- _Directive_
Copy out the lines exactly, starting with the line that contains "In every <instance>" and going through the line that contains "positive clicks: (121, 107)", both included.

- _Provided records_
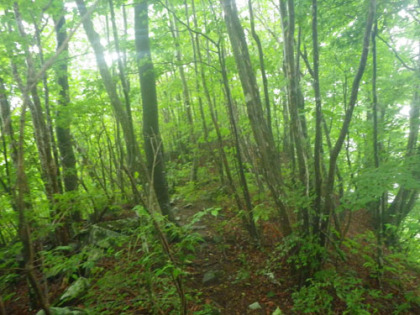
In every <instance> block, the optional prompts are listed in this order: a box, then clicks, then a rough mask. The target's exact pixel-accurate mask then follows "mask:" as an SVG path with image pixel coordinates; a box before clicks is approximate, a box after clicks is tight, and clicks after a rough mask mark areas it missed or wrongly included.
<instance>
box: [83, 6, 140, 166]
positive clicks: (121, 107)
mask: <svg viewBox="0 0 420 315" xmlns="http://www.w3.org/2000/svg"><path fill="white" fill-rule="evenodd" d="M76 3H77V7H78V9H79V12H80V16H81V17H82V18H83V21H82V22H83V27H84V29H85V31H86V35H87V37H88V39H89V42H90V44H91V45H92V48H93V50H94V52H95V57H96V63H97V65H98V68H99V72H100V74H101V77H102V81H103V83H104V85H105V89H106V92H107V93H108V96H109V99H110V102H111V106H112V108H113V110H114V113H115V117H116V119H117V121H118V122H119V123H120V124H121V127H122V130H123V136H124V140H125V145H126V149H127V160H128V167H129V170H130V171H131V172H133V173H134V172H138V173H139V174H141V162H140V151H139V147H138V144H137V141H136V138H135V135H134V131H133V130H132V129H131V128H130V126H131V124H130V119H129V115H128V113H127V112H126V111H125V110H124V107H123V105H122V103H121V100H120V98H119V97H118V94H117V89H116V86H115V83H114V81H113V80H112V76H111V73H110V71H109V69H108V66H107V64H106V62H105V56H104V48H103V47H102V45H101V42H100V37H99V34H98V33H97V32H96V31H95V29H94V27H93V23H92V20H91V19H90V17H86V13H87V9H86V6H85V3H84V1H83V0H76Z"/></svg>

--

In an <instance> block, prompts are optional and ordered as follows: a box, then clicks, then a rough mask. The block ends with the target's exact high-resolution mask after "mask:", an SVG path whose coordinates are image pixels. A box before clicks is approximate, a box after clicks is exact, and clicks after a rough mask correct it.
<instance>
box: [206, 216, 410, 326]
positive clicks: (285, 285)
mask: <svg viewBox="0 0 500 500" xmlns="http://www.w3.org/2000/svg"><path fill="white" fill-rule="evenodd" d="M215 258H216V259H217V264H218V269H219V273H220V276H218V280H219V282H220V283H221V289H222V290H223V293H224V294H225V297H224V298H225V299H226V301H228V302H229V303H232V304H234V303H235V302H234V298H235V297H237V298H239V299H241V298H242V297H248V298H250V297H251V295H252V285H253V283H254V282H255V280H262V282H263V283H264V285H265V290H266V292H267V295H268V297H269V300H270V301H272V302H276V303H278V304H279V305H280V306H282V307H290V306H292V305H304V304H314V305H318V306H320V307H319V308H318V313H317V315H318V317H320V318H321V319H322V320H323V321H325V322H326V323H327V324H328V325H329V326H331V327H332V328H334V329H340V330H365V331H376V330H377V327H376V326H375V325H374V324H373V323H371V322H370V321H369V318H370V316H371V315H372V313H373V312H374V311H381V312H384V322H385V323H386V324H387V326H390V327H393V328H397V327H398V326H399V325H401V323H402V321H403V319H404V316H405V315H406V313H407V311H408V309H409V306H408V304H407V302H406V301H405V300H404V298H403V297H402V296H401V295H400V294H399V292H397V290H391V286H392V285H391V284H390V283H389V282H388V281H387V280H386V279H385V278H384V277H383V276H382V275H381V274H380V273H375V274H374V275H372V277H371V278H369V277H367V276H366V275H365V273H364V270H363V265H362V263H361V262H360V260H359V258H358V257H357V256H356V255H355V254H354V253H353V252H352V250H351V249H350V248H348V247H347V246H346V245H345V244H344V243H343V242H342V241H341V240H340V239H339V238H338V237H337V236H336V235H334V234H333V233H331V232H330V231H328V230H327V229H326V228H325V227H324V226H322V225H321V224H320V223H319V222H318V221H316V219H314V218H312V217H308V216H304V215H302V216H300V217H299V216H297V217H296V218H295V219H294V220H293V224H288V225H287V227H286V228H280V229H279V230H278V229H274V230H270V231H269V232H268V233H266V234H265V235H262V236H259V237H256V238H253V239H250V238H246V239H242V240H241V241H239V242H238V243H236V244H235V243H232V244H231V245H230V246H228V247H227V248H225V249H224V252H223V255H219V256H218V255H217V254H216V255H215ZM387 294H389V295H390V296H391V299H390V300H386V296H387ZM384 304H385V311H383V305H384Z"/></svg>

- _Task response_
In every <instance> block, the optional prompts are listed in this order: a box, then clicks, then a rough mask. The target's exact pixel-accurate mask then follows "mask:" as an SVG path with image pixel coordinates; a box before clicks is approximate, a box after clicks is tight, and clicks after a rough mask mark areas it missed or wrongly included.
<instance>
box: [83, 6, 140, 166]
positive clicks: (121, 107)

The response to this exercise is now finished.